Implemented OCPP requests/calls

Incoming

Incoming requests are handled by the main while read loop in shocpp-backend as they arrive on stdin.

• BootNotification - Confirmation status is always Accepted, contains the currentTime and heartbeat interval.
• StatusNotification - Confirmation always contains an empty payload field.
• Heartbeat - Confirmation contains the currentTime field.
• Authorize - The main loop extracts the idTag field early on, and the confirmation to Authorize sends that result in the status field.
• StartTransaction - The confirmation to StartTransaction returns the same authorization status field as with Authorize, and also a transactionId, generated according to the model described below.
• StopTransaction - On receipt of the StopTransaction Request, shocpp-backend disassembls the transactionID and determines account and consumption.

Outgoing

• The script generates no outgoing requests at this time, other than those handed to it via shocpp-command.

Transaction ID model

shocpp keeps no state, but offloads state into the Transaction ID:

• Rumor has it that transaction IDs are signed Int32, so max transaction ID is 2.147.483.647.
• The account ID from tags.json for a given (RF)ID tag is multiplied x 10000000. The Wh meter reading at start is converted to kWh and added to it. This number is the Transaction ID.
• On end of transaction, the transaction ID transmitted by the charger in the StopTransaction request is disassembled back into account ID and meter reading at start, based on which the consumption is calculated.
• By this calculation,
  • shocpp can serve up to 214 accounts, and infinite™ (RF)ID tags, and
  • at a meter reading of 10 GWh, the world comes to an end.

Accounting

Accounting records are written to accountingdir/year/month/unixtime-random.json:

$ tree accounting/
accounting/
└── 2023
    └── 09
        ├── 1693673985-cb298fc7f419.json
        ├── 1693688702-6e9c73294697.json
        └── 1693727530-0326fd891def.json

2 directories, 3 files
$ jq . accounting/2023/09/1693727530-0326fd891def.json
{
  "localtime": "2023-09-03 09:52:10",
  "unixtime": "1693727530",
  "account": "family-y",
  "begin_kwh": "9042",
  "end_kwh": "9075",
  "consumed_kwh": "33"

+++

## Stated exercise 1
Rewrite the paragraph of the shocpp text that begins "The account ID from tags.json" in one shorter sentence, keeping its main facts.
## Stated exercise 2
From the shocpp text, write out everything from "Transaction ID model" down to "the Transaction ID." without changing a word.
## Stated exercise 3
According to the shocpp text, how many accounts can shocpp serve?

## Excerpted records
+++

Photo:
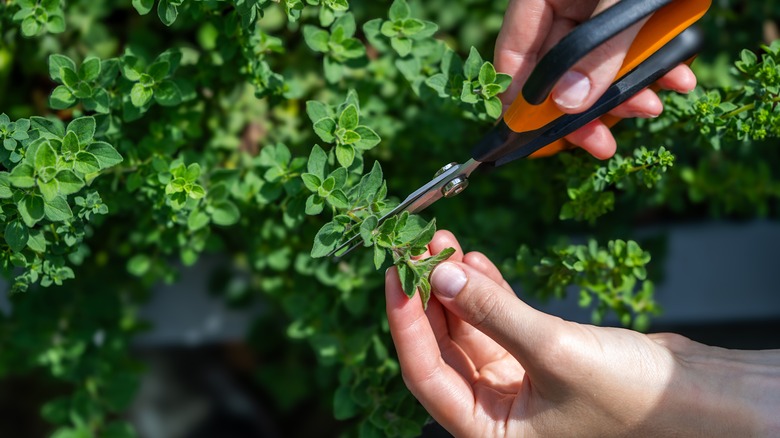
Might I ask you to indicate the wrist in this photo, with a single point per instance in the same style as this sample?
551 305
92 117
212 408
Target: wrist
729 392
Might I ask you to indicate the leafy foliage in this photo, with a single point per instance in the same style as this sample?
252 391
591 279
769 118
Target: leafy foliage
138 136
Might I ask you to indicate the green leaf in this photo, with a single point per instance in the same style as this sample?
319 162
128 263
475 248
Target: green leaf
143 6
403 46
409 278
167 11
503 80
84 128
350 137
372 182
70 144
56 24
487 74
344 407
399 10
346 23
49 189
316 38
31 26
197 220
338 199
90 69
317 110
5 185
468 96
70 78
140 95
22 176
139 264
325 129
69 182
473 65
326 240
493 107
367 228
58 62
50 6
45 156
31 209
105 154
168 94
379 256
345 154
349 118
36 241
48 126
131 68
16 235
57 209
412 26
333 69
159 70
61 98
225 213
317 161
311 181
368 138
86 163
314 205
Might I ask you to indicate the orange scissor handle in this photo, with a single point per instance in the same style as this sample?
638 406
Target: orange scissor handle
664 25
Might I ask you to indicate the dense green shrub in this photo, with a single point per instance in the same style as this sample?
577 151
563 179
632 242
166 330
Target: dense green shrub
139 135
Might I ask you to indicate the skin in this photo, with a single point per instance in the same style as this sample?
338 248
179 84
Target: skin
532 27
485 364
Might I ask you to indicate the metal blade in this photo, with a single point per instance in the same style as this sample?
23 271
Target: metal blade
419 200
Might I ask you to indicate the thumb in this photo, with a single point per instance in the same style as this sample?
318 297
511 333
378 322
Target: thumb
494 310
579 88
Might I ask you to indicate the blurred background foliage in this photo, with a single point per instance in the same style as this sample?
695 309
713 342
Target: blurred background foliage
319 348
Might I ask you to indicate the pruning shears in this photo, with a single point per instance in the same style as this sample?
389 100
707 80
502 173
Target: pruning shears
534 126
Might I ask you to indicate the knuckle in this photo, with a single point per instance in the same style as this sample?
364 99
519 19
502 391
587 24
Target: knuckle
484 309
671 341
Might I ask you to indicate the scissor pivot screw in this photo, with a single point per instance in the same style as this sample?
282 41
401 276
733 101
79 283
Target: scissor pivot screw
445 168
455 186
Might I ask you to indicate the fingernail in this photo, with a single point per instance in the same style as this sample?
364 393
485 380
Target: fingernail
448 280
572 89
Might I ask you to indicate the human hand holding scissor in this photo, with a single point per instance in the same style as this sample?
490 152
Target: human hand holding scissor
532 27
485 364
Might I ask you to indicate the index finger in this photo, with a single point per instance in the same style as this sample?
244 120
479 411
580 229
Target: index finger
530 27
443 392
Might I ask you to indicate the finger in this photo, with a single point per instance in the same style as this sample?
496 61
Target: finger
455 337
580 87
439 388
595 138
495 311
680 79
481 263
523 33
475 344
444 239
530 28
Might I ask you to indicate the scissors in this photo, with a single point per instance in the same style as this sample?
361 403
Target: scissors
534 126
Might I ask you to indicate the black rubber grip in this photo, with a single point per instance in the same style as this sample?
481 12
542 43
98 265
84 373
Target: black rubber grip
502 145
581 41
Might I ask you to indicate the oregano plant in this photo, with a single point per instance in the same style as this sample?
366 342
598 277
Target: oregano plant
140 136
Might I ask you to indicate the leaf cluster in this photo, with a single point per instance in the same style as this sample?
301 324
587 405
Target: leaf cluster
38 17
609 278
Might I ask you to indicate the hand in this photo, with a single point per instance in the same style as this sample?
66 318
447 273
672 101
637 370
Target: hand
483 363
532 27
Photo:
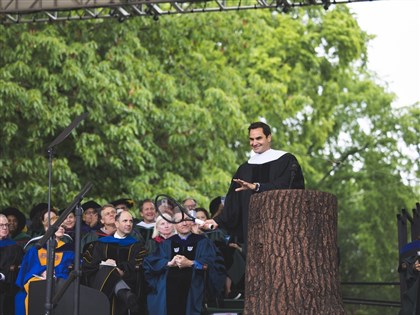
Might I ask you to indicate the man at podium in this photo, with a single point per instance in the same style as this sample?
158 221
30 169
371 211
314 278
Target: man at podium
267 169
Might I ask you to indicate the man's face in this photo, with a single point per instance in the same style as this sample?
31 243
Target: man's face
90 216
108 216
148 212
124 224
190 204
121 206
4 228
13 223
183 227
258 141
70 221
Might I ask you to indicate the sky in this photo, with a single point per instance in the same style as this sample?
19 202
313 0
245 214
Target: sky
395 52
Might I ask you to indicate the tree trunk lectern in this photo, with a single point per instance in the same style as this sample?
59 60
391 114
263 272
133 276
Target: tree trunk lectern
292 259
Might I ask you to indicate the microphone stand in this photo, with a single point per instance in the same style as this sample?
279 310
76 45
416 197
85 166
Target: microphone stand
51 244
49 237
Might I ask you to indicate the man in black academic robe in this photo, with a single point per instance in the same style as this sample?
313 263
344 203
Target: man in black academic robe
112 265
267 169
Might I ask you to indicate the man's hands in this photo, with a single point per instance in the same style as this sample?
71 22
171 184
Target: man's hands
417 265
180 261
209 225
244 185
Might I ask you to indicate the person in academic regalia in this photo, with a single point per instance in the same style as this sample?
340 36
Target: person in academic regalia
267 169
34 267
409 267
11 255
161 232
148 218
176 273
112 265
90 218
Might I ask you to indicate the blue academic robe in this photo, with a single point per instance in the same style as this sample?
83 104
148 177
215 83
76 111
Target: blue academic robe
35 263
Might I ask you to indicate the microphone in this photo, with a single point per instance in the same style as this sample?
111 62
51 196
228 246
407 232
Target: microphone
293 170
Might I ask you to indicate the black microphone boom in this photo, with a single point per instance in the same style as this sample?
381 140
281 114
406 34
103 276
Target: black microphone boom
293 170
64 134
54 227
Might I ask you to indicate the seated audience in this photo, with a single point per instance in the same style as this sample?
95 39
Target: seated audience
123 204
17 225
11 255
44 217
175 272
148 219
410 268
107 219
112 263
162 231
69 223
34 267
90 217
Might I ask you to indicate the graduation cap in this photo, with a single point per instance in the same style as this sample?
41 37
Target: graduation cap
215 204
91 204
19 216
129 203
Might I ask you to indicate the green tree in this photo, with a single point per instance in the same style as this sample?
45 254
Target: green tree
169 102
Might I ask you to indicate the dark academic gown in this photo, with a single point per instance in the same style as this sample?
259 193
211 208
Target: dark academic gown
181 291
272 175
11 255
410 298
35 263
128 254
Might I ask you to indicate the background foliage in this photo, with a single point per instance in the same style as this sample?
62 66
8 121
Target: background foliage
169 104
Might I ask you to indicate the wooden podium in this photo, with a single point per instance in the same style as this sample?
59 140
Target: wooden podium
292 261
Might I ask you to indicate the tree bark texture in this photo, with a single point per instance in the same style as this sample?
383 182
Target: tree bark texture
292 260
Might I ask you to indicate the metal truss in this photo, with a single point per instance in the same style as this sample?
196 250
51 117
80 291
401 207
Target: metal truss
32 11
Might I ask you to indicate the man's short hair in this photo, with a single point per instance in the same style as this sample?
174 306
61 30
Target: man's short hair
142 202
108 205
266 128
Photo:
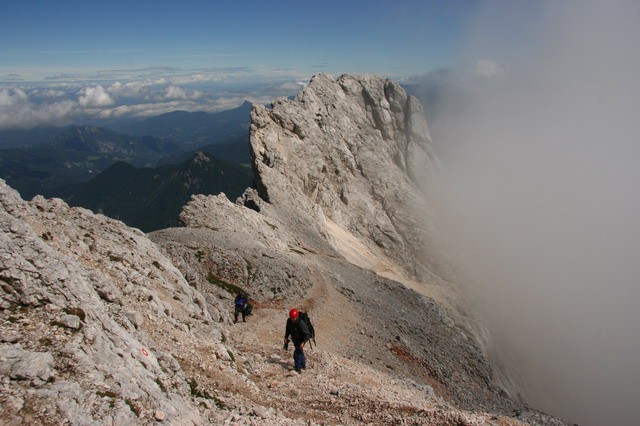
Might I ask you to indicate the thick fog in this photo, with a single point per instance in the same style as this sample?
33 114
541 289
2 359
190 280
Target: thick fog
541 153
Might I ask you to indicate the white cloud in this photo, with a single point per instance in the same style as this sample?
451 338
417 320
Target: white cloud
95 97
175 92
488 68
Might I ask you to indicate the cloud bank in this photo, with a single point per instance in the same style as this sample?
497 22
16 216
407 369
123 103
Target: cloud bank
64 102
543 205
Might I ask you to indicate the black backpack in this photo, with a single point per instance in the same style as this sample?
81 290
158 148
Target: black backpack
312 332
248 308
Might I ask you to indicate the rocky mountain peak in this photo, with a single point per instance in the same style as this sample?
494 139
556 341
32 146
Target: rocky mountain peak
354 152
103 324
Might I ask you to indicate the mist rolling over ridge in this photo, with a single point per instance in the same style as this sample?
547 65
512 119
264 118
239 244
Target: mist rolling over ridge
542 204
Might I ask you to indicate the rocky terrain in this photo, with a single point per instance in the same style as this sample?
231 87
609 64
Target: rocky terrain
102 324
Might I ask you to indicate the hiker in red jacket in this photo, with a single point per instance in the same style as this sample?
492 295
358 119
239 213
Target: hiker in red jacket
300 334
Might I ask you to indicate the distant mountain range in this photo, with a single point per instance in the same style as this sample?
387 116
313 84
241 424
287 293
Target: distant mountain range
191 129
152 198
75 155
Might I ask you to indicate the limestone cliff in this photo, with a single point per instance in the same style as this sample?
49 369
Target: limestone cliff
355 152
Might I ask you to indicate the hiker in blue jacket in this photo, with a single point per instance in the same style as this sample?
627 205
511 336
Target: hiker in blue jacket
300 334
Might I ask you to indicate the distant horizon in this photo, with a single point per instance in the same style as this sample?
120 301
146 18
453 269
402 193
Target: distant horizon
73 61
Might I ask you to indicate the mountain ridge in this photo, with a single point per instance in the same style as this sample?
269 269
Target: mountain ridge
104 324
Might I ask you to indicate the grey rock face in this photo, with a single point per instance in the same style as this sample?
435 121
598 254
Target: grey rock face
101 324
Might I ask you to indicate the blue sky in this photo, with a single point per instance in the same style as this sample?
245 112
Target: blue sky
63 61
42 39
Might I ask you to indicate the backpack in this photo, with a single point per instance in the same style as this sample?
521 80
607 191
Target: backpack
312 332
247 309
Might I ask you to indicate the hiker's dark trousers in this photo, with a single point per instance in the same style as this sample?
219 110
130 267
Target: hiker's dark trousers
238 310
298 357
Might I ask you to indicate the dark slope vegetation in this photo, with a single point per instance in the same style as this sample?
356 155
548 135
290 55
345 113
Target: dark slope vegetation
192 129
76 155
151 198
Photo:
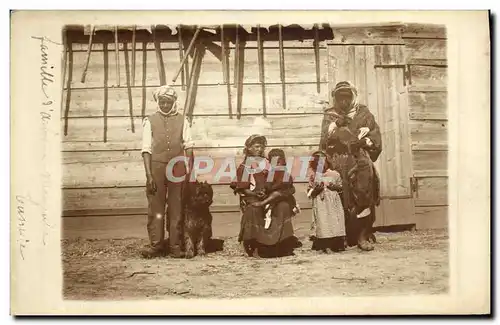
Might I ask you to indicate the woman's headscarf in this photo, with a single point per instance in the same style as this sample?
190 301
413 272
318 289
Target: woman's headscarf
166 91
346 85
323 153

+++

## Exercise answer 1
The Transaction ID is the tag's account ID from tags.json multiplied by 10000000, plus the start meter reading converted from Wh to kWh.

## Exercise answer 2
Transaction ID model

shocpp keeps no state, but offloads state into the Transaction ID:

• Rumor has it that transaction IDs are signed Int32, so max transaction ID is 2.147.483.647.
• The account ID from tags.json for a given (RF)ID tag is multiplied x 10000000. The Wh meter reading at start is converted to kWh and added to it. This number is the Transaction ID.

## Exercise answer 3
Up to 214 accounts.